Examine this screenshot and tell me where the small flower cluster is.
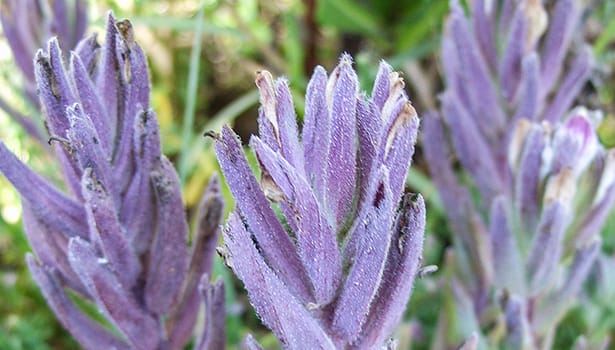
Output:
[0,0,88,141]
[216,55,425,349]
[423,0,615,348]
[0,13,225,350]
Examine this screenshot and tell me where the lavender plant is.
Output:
[423,0,615,349]
[0,0,88,141]
[0,15,224,349]
[215,55,425,349]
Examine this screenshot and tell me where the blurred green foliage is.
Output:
[0,0,615,349]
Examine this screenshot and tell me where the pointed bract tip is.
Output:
[339,52,353,66]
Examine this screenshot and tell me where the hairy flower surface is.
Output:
[0,0,87,141]
[216,55,425,349]
[0,15,224,350]
[423,0,615,349]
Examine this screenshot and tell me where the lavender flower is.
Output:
[0,0,87,141]
[0,15,224,349]
[216,55,425,349]
[423,0,615,348]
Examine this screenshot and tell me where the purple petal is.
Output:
[68,238,161,350]
[71,53,112,153]
[357,194,425,348]
[515,124,547,232]
[26,254,129,349]
[216,126,311,302]
[0,1,35,81]
[442,93,503,202]
[526,201,570,295]
[0,97,47,144]
[34,39,81,197]
[167,175,224,347]
[304,66,331,203]
[332,166,396,343]
[224,213,335,349]
[82,168,141,289]
[241,333,263,350]
[194,274,226,350]
[371,61,393,111]
[325,55,358,229]
[446,4,506,139]
[513,52,542,121]
[498,6,529,102]
[503,295,534,349]
[534,238,601,330]
[22,202,89,296]
[72,0,88,44]
[252,137,342,305]
[119,110,161,254]
[471,0,498,70]
[378,99,419,200]
[113,20,150,188]
[145,156,188,315]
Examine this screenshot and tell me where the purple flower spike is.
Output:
[0,0,87,143]
[0,13,225,350]
[216,55,425,349]
[423,0,615,348]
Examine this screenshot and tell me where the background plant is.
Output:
[0,0,615,348]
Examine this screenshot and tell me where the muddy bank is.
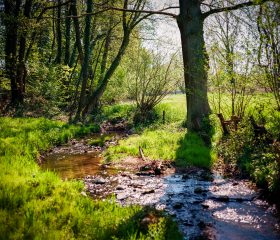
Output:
[43,131,280,240]
[84,170,280,240]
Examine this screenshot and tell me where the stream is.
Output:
[42,141,280,240]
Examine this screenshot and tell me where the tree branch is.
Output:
[202,0,271,19]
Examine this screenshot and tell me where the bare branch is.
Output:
[203,0,271,19]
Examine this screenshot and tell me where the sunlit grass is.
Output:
[105,94,216,168]
[0,118,180,240]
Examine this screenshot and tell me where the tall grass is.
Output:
[0,118,180,240]
[105,95,216,168]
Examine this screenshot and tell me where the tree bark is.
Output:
[64,2,71,65]
[16,0,33,95]
[177,0,210,131]
[74,0,93,121]
[80,32,130,117]
[4,0,23,104]
[54,0,62,64]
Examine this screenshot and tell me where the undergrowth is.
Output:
[0,118,181,240]
[105,95,216,168]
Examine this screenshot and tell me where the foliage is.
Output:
[218,116,280,195]
[0,118,180,240]
[128,46,182,123]
[105,95,216,168]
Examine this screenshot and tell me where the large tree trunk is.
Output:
[54,0,62,64]
[4,0,23,104]
[74,0,93,121]
[64,2,71,65]
[177,0,210,131]
[16,0,33,96]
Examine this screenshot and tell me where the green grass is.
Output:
[105,94,216,168]
[0,118,181,240]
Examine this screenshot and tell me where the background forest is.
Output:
[0,0,280,239]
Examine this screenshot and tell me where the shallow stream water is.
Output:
[42,151,280,240]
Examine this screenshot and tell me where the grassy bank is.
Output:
[105,93,280,198]
[0,118,180,240]
[105,95,216,168]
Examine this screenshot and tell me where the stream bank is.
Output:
[42,131,280,240]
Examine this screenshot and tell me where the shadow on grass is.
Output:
[112,206,183,240]
[175,132,213,169]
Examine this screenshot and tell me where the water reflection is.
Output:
[42,152,117,179]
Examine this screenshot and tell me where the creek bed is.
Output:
[42,144,280,240]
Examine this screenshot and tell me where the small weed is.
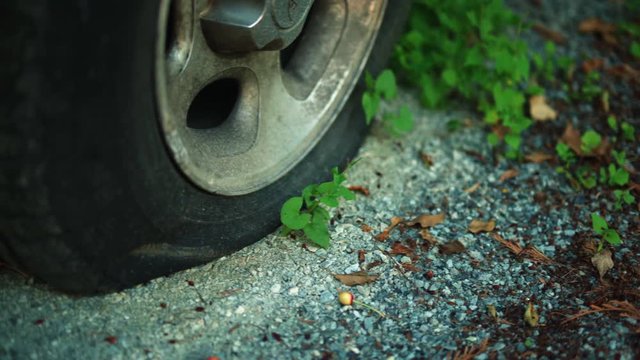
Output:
[395,0,532,158]
[280,167,355,248]
[591,213,622,252]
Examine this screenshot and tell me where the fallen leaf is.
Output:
[578,18,616,33]
[420,151,433,167]
[582,59,604,73]
[360,224,373,232]
[591,249,613,280]
[533,23,567,45]
[447,338,489,360]
[524,151,553,164]
[400,263,420,272]
[407,213,444,229]
[375,216,403,241]
[438,240,465,255]
[578,18,618,45]
[562,300,640,326]
[420,229,438,245]
[607,64,640,80]
[529,95,558,121]
[498,169,518,182]
[333,271,379,286]
[469,220,496,234]
[389,241,413,255]
[464,182,480,194]
[349,185,370,196]
[520,245,553,264]
[491,233,553,264]
[524,301,540,327]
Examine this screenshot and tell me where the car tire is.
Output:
[0,1,410,293]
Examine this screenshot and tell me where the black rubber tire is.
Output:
[0,0,410,293]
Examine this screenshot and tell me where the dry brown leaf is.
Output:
[464,182,480,194]
[591,249,613,280]
[582,59,604,73]
[491,233,522,255]
[529,95,558,121]
[447,338,489,360]
[420,229,438,245]
[349,185,370,196]
[607,64,640,80]
[521,245,553,264]
[491,233,553,264]
[375,216,403,241]
[333,271,379,286]
[498,169,518,182]
[407,213,444,229]
[469,220,496,234]
[400,263,420,272]
[578,18,618,45]
[524,151,553,164]
[562,300,640,330]
[389,241,413,255]
[578,18,616,34]
[533,23,567,45]
[524,301,540,327]
[438,240,465,255]
[360,224,373,232]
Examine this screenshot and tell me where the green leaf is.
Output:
[591,213,609,235]
[609,164,629,186]
[280,196,311,230]
[442,68,458,87]
[620,121,636,141]
[629,41,640,58]
[603,229,622,246]
[317,181,338,195]
[388,105,413,135]
[336,186,356,200]
[320,196,340,207]
[607,115,618,131]
[487,133,500,146]
[580,130,602,153]
[302,212,330,249]
[362,92,380,125]
[375,69,398,100]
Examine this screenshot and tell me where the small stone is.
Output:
[271,283,282,294]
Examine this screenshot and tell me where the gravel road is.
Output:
[0,1,640,359]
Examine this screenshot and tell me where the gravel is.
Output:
[0,1,640,359]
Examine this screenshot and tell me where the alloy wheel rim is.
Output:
[155,0,386,196]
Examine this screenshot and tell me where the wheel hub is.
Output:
[155,0,387,196]
[200,0,313,53]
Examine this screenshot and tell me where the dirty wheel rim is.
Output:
[155,0,386,195]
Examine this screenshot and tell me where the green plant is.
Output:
[280,167,355,248]
[394,0,531,158]
[362,69,413,135]
[613,189,636,210]
[580,130,602,154]
[591,213,622,252]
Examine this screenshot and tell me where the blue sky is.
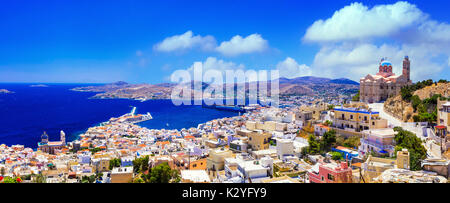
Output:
[0,0,450,83]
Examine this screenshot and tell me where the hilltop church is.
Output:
[359,56,412,103]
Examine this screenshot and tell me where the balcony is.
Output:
[361,139,394,150]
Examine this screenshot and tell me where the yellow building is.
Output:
[92,157,110,173]
[206,148,233,171]
[437,99,450,134]
[361,149,410,183]
[300,102,328,120]
[111,167,133,183]
[333,108,388,132]
[248,132,272,151]
[189,159,207,170]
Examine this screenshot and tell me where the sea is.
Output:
[0,83,238,149]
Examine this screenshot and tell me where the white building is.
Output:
[277,139,294,159]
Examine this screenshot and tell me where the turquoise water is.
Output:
[0,83,237,148]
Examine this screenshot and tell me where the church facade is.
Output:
[359,56,412,103]
[38,130,66,154]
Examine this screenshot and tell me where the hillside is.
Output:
[72,76,359,100]
[384,81,450,122]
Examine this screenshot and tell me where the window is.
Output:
[328,174,334,181]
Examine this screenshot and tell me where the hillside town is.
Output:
[0,57,450,183]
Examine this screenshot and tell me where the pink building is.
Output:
[308,162,352,183]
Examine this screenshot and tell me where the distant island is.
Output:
[30,84,48,87]
[0,89,14,94]
[71,76,359,101]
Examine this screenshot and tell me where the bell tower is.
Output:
[402,56,411,82]
[41,131,48,144]
[60,130,66,145]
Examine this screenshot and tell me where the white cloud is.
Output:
[216,34,269,56]
[312,44,443,81]
[276,57,312,78]
[303,2,450,81]
[303,2,427,42]
[154,30,216,52]
[188,57,245,72]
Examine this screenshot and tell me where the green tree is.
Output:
[394,127,427,171]
[150,162,180,183]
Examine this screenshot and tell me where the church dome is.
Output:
[41,132,48,140]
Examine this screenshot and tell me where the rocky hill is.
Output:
[384,82,450,122]
[72,76,359,100]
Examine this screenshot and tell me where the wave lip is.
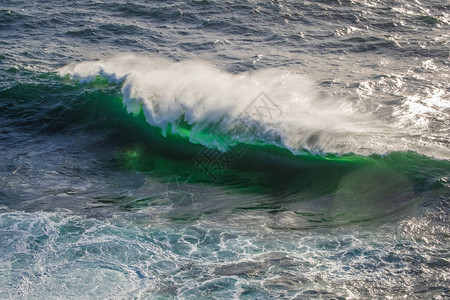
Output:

○ ○ ○ ○

Required task:
Reproduce without any change every row above, from the one containing "Examine this screenshot and tell me where the shallow" down to the one containing "[42,152,117,179]", both of those included.

Task output:
Examine this screenshot and tell me where the shallow stream water is.
Output:
[42,151,280,240]
Examine this screenshot and tell me where the grassy bank is.
Output:
[105,93,280,198]
[0,118,180,240]
[105,95,216,168]
Examine this screenshot and tell me where the stream bank is.
Output:
[42,131,280,240]
Examine this screenshot and tell me where the shadow on grass is.
Output:
[112,206,183,240]
[175,132,213,169]
Examine this screenshot and tell me where the water reflection is.
Output:
[42,152,117,179]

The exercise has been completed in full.